SOURCE:
┏━━

Quote from: Cain on March 23, 2010, 03:19:35 PM
I trained with the bō staff when doing Tae Kwon Do, and we didn't use any gloves or anything either.  Because if you're the sort of sissy who drops your weapon when someone hits it hard, you shouldn't be trying to use one in the first place.

your stick or your hand?

Cain

Both, though I was thinking mostly of the stick.

If you don't train in the sort of conditions you would expect to use the weapon in, you won't use it properly.  I would bite someone's hands off if they had a weapon and I got close enough, so you can sure as hell bet I'd try and break their hand if I was armed.  If you can't move them fast enough to avoid being hit under controlled conditions, you sure as hell won't be doing it after an adrenaline dump.

Elder Iptuous

Quote from: Cain on March 23, 2010, 03:30:46 PM
Both, though I was thinking mostly of the stick.

If you don't train in the sort of conditions you would expect to use the weapon in, you won't use it properly.  I would bite someone's hands off if they had a weapon and I got close enough, so you can sure as hell bet I'd try and break their hand if I was armed.  If you can't move them fast enough to avoid being hit under controlled conditions, you sure as hell won't be doing it after an adrenaline dump.

┗━━

THINGS TO DO:
A – In the forum thread, what martial art was Cain practicing when he trained with the bō staff?
B – Based on the forum thread, answer yes or no to each statement: (i) Cain trained with the bō staff without gloves. (ii) Cain says he was thinking mostly of the hand. (iii) Cain says he would try to break an armed opponent's hand if he were armed.
C – Pull out the passage of the forum thread between "Quote from: Cain on March 23, 2010, 03:19:35" and "or your hand?", inclusive.

Records from a dataset:
┏━━

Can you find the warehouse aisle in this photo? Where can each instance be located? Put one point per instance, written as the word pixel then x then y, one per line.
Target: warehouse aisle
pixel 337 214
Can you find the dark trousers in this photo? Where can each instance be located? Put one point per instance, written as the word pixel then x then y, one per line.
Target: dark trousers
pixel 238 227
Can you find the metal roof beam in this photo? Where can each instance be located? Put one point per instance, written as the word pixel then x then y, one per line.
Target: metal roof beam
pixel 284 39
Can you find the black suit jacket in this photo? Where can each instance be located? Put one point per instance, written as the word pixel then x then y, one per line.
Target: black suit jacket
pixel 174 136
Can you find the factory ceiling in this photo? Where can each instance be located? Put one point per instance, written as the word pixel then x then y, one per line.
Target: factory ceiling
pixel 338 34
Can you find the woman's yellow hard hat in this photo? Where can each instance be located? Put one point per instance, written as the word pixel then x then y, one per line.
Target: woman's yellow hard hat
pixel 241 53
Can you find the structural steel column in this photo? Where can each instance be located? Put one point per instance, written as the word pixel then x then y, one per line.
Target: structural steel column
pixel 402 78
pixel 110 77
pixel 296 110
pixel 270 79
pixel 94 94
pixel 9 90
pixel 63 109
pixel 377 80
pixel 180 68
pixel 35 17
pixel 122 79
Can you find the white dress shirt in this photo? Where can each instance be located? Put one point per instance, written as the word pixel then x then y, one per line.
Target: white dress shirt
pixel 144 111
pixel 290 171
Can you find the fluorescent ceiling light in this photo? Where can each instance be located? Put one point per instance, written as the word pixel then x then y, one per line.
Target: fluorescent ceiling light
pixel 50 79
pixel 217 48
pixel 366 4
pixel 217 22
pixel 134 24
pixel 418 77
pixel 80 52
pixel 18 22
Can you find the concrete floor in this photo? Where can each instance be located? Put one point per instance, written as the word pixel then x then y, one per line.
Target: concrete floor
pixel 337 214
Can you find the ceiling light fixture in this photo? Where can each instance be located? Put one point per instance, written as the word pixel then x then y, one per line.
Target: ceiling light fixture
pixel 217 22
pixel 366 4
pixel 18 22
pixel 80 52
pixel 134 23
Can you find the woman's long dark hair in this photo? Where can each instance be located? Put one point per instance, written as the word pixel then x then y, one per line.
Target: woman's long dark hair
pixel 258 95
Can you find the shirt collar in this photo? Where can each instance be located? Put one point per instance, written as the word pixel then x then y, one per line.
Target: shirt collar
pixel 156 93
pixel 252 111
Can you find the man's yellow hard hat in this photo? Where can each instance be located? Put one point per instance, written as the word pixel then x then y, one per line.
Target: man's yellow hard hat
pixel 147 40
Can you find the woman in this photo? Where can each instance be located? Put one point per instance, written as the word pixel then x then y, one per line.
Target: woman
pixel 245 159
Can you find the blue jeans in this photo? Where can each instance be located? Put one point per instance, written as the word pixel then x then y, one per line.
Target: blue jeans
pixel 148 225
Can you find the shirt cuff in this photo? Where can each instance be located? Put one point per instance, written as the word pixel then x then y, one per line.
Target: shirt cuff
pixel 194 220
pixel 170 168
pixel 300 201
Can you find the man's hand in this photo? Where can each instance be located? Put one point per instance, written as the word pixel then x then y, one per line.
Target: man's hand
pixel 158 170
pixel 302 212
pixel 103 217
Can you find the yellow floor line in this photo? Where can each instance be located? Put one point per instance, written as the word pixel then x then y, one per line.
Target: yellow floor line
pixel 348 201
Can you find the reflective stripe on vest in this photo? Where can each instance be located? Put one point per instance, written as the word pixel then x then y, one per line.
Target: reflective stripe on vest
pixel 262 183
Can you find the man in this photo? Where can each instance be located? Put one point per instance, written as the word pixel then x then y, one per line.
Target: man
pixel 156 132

┗━━

ANSWERS TO THE EXERCISE:
A – Tae Kwon Do.

B –
(i) Yes: "we didn't use any gloves or anything either"
(ii) No: "Both, though I was thinking mostly of the stick."
(iii) Yes: "so you can sure as hell bet I'd try and break their hand if I was armed"

C –
Quote from: Cain on March 23, 2010, 03:19:35 PM
I trained with the bō staff when doing Tae Kwon Do, and we didn't use any gloves or anything either.  Because if you're the sort of sissy who drops your weapon when someone hits it hard, you shouldn't be trying to use one in the first place.

your stick or your hand?